## About this exercise
Report all lines of the records that contain "roof".

## Listed entries
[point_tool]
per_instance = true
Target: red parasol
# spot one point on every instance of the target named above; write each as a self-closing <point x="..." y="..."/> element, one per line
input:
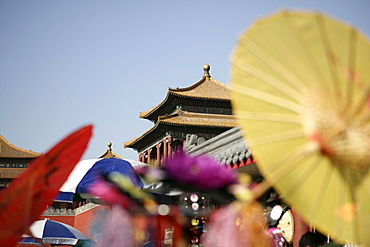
<point x="29" y="195"/>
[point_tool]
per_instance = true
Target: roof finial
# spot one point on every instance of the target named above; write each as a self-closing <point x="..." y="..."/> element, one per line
<point x="206" y="69"/>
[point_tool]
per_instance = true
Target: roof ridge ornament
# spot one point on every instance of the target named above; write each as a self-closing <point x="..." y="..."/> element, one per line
<point x="206" y="69"/>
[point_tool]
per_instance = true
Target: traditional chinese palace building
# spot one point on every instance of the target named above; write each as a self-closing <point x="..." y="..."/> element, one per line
<point x="13" y="161"/>
<point x="203" y="109"/>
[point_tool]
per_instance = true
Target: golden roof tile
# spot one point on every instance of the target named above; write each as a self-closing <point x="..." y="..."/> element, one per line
<point x="109" y="153"/>
<point x="207" y="88"/>
<point x="8" y="150"/>
<point x="183" y="118"/>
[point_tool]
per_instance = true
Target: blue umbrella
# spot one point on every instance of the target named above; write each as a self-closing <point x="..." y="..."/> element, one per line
<point x="89" y="171"/>
<point x="54" y="233"/>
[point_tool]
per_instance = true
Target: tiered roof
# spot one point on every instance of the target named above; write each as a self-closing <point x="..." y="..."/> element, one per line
<point x="109" y="153"/>
<point x="207" y="92"/>
<point x="11" y="155"/>
<point x="203" y="108"/>
<point x="8" y="150"/>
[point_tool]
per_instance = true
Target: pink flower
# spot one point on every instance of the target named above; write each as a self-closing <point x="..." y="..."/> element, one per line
<point x="199" y="171"/>
<point x="109" y="194"/>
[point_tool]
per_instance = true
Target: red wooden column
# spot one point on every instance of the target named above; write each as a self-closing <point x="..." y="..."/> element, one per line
<point x="149" y="155"/>
<point x="159" y="154"/>
<point x="164" y="149"/>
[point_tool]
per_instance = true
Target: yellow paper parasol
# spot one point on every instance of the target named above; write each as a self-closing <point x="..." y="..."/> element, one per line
<point x="301" y="84"/>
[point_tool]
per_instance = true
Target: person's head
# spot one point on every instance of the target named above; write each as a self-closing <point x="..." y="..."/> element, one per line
<point x="312" y="239"/>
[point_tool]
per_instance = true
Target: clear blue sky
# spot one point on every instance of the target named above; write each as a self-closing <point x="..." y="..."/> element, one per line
<point x="68" y="63"/>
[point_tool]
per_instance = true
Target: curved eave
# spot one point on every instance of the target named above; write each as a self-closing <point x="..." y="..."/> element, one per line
<point x="184" y="93"/>
<point x="188" y="119"/>
<point x="8" y="150"/>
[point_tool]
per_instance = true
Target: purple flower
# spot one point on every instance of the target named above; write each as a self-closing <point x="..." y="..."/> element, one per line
<point x="199" y="171"/>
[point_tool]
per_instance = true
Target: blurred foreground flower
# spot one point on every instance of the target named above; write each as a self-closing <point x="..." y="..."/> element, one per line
<point x="200" y="171"/>
<point x="238" y="224"/>
<point x="118" y="229"/>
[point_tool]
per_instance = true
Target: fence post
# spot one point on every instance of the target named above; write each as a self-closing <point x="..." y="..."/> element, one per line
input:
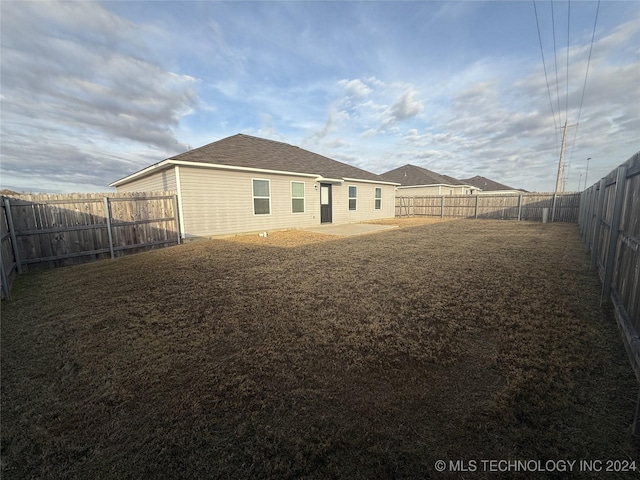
<point x="5" y="281"/>
<point x="14" y="240"/>
<point x="614" y="231"/>
<point x="107" y="214"/>
<point x="598" y="224"/>
<point x="476" y="206"/>
<point x="635" y="428"/>
<point x="177" y="215"/>
<point x="590" y="217"/>
<point x="581" y="212"/>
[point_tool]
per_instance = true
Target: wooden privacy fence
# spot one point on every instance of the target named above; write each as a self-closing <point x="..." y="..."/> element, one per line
<point x="560" y="207"/>
<point x="47" y="231"/>
<point x="610" y="226"/>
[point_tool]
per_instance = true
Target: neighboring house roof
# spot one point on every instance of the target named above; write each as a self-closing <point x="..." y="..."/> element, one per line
<point x="245" y="151"/>
<point x="486" y="184"/>
<point x="414" y="175"/>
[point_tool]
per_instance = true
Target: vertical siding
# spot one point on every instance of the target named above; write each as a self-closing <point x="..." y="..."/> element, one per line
<point x="163" y="181"/>
<point x="220" y="202"/>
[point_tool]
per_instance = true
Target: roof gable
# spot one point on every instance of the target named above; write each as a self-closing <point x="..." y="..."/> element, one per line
<point x="252" y="152"/>
<point x="414" y="175"/>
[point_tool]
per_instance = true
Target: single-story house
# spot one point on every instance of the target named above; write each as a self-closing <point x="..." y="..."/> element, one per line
<point x="486" y="186"/>
<point x="416" y="181"/>
<point x="248" y="184"/>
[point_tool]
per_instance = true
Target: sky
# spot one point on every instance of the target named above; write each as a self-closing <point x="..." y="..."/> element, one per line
<point x="92" y="92"/>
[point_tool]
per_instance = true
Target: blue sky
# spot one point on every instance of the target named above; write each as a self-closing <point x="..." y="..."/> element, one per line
<point x="96" y="91"/>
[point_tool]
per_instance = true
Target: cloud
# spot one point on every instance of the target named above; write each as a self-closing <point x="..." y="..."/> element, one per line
<point x="406" y="106"/>
<point x="355" y="88"/>
<point x="80" y="74"/>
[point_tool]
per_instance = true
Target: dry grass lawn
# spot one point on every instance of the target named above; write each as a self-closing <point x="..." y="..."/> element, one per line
<point x="299" y="357"/>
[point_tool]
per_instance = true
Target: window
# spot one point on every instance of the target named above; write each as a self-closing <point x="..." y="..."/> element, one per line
<point x="297" y="197"/>
<point x="261" y="197"/>
<point x="353" y="197"/>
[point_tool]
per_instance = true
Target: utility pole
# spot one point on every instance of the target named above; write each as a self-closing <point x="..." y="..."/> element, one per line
<point x="560" y="166"/>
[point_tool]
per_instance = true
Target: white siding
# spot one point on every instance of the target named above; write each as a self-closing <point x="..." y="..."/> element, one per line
<point x="218" y="202"/>
<point x="156" y="182"/>
<point x="431" y="190"/>
<point x="365" y="209"/>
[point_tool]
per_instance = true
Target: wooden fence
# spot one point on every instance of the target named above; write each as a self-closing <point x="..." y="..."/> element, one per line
<point x="47" y="231"/>
<point x="562" y="207"/>
<point x="610" y="226"/>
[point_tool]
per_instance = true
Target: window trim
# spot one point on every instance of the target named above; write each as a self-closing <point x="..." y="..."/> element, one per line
<point x="254" y="197"/>
<point x="303" y="198"/>
<point x="349" y="198"/>
<point x="377" y="200"/>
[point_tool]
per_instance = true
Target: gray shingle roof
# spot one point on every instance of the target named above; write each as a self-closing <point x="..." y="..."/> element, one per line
<point x="414" y="175"/>
<point x="486" y="183"/>
<point x="252" y="152"/>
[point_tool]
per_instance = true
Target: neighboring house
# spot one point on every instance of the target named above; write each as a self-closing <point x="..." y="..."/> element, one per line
<point x="416" y="181"/>
<point x="249" y="184"/>
<point x="490" y="187"/>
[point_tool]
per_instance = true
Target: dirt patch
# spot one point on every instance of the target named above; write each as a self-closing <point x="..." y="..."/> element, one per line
<point x="363" y="357"/>
<point x="282" y="238"/>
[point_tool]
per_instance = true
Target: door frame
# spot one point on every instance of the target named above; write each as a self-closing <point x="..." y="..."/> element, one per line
<point x="329" y="206"/>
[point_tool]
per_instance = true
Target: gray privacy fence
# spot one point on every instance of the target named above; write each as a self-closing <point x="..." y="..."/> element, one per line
<point x="48" y="231"/>
<point x="609" y="222"/>
<point x="559" y="207"/>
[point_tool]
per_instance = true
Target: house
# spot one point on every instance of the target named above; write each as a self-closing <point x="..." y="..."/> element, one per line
<point x="486" y="186"/>
<point x="249" y="184"/>
<point x="416" y="180"/>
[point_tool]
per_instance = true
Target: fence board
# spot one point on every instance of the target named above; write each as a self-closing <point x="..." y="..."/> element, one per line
<point x="65" y="229"/>
<point x="611" y="231"/>
<point x="525" y="206"/>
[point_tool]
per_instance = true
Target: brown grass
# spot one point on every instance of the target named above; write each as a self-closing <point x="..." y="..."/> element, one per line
<point x="363" y="357"/>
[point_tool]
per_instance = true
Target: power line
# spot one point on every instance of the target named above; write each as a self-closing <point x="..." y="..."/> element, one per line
<point x="586" y="74"/>
<point x="544" y="65"/>
<point x="555" y="55"/>
<point x="566" y="107"/>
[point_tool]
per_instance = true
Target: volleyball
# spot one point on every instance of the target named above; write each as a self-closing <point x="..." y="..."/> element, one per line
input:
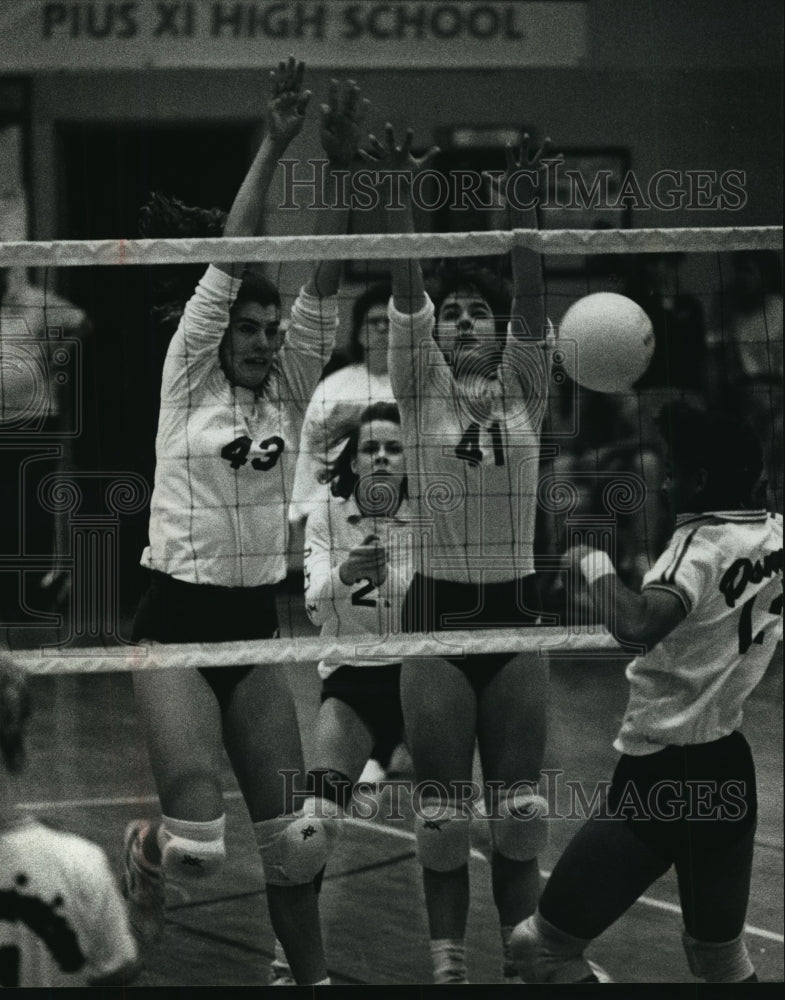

## Solved exercise
Target: roof finial
Target: roof ridge ornament
Target: golden roof tile
Target: tiered roof
Target: neighboring house roof
Target: roof gable
Target: gray shingle roof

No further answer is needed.